**Action item:** Only the lines below starting at the one that contains "Query: dive mask" and ending at the one that contains "find blue water" are to be reproduced, exactly and with both ends kept.

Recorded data
★ ★ ★ ★ ★ ★ ★

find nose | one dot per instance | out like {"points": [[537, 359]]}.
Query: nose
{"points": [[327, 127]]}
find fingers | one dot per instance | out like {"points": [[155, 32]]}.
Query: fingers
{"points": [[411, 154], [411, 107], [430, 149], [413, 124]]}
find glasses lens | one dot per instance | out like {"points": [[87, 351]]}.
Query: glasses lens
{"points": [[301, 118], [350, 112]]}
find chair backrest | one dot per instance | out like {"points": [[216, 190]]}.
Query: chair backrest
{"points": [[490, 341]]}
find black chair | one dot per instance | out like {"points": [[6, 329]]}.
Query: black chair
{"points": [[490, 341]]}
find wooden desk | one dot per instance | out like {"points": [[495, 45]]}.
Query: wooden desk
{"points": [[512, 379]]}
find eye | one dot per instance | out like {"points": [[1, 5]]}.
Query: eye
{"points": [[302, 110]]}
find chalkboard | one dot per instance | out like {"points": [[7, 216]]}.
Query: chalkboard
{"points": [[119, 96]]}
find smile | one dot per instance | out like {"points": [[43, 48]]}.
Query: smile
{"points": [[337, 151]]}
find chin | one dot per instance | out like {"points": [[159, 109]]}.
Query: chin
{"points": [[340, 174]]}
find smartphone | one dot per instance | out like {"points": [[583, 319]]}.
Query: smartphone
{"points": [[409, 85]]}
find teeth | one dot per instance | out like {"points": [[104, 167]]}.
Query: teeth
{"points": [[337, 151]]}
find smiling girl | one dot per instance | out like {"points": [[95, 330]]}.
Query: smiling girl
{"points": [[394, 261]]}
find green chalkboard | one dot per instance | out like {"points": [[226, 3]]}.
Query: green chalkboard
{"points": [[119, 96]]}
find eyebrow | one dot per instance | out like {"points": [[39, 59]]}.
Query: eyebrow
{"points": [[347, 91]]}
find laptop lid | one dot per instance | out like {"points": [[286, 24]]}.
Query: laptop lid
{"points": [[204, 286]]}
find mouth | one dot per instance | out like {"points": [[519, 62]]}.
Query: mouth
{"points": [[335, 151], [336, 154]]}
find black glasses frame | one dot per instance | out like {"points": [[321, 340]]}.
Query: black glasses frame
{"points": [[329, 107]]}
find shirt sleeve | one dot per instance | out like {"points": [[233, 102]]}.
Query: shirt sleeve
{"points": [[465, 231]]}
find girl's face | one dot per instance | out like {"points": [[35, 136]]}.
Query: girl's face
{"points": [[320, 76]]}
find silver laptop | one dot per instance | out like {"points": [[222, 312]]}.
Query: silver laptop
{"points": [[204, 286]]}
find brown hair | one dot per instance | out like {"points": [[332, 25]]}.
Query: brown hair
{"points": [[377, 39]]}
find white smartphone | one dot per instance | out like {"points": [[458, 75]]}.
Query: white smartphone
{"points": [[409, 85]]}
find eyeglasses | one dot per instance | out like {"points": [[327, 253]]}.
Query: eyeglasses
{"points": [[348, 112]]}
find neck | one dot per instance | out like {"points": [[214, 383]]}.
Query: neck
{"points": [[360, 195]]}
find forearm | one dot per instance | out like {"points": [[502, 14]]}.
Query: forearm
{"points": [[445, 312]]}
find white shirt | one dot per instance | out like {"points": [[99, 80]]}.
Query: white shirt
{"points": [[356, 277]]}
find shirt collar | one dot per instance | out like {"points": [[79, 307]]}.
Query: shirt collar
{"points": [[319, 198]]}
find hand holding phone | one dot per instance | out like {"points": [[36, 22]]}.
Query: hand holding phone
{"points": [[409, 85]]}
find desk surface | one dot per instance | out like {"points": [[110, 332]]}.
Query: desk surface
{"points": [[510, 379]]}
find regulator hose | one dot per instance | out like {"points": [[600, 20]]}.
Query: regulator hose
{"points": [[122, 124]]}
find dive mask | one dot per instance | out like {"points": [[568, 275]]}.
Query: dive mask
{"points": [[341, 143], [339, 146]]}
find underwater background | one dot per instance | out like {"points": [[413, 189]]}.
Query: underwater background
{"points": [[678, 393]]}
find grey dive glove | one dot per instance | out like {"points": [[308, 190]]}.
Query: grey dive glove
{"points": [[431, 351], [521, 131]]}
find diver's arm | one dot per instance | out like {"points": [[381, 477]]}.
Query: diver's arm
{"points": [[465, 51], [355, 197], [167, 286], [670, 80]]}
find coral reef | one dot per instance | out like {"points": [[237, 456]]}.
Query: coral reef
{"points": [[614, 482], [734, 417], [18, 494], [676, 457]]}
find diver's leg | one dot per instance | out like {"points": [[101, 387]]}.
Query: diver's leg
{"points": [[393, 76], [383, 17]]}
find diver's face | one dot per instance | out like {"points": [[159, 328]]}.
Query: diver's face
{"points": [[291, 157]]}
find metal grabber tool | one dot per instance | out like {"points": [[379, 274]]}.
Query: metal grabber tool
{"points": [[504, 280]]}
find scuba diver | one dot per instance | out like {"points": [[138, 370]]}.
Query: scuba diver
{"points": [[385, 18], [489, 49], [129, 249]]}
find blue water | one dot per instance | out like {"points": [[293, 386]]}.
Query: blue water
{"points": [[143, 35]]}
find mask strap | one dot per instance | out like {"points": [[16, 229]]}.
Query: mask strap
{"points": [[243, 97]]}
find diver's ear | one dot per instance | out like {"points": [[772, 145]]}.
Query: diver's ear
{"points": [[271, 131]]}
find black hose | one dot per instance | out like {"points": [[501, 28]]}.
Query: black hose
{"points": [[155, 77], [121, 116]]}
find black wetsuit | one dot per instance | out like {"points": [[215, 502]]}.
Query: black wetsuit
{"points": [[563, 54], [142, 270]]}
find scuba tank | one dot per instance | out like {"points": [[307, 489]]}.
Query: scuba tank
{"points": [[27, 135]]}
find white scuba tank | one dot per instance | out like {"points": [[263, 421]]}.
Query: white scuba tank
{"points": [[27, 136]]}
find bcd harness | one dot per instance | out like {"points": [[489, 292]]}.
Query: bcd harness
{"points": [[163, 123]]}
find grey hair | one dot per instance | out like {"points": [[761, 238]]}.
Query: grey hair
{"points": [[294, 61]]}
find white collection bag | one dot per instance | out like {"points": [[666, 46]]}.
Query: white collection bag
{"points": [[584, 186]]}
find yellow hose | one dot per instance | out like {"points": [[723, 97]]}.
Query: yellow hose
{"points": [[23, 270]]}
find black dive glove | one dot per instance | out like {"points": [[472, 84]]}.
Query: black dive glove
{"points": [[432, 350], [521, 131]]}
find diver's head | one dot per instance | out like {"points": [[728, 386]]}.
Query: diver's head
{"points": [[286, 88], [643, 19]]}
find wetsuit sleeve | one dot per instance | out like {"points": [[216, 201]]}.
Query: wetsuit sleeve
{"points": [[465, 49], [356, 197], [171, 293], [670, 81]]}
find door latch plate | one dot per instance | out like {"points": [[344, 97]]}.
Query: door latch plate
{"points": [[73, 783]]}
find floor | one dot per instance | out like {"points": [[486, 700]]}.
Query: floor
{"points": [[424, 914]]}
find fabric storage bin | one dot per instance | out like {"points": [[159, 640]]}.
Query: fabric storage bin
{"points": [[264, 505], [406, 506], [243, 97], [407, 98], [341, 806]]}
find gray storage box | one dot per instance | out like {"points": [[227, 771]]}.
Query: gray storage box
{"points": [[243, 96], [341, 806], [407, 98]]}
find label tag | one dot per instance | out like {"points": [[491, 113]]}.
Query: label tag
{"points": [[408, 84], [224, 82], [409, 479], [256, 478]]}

★ ★ ★ ★ ★ ★ ★

**Answer to this problem:**
Query: dive mask
{"points": [[341, 143], [339, 146]]}
find underwater background | one dot per instance | out like {"points": [[413, 189]]}.
Query: underwater background
{"points": [[678, 393]]}
find grey dive glove | one dot per instance | out like {"points": [[308, 190]]}.
Query: grey dive glove
{"points": [[431, 351], [521, 131]]}
find diver's arm | one dot per instance | out like {"points": [[381, 477]]}.
Query: diver's arm
{"points": [[465, 51], [355, 197], [167, 286], [670, 80]]}
find coral reef | one dot per instance | out like {"points": [[237, 456]]}.
Query: coral reef
{"points": [[614, 482], [734, 417], [18, 494], [676, 457]]}
find diver's leg | one dot per instance | out like {"points": [[101, 387]]}.
Query: diver's leg
{"points": [[393, 76], [383, 17]]}
find diver's face | one dot per instance | out like {"points": [[159, 328]]}.
Query: diver's face
{"points": [[291, 157]]}
find metal grabber tool | one dot per instance | out like {"points": [[379, 274]]}.
Query: metal grabber tool
{"points": [[504, 280]]}
find scuba diver | one dot per instance | out like {"points": [[138, 370]]}.
Query: scuba diver
{"points": [[385, 18], [489, 49], [129, 249]]}
find blue water | one dot per instance | out like {"points": [[293, 386]]}.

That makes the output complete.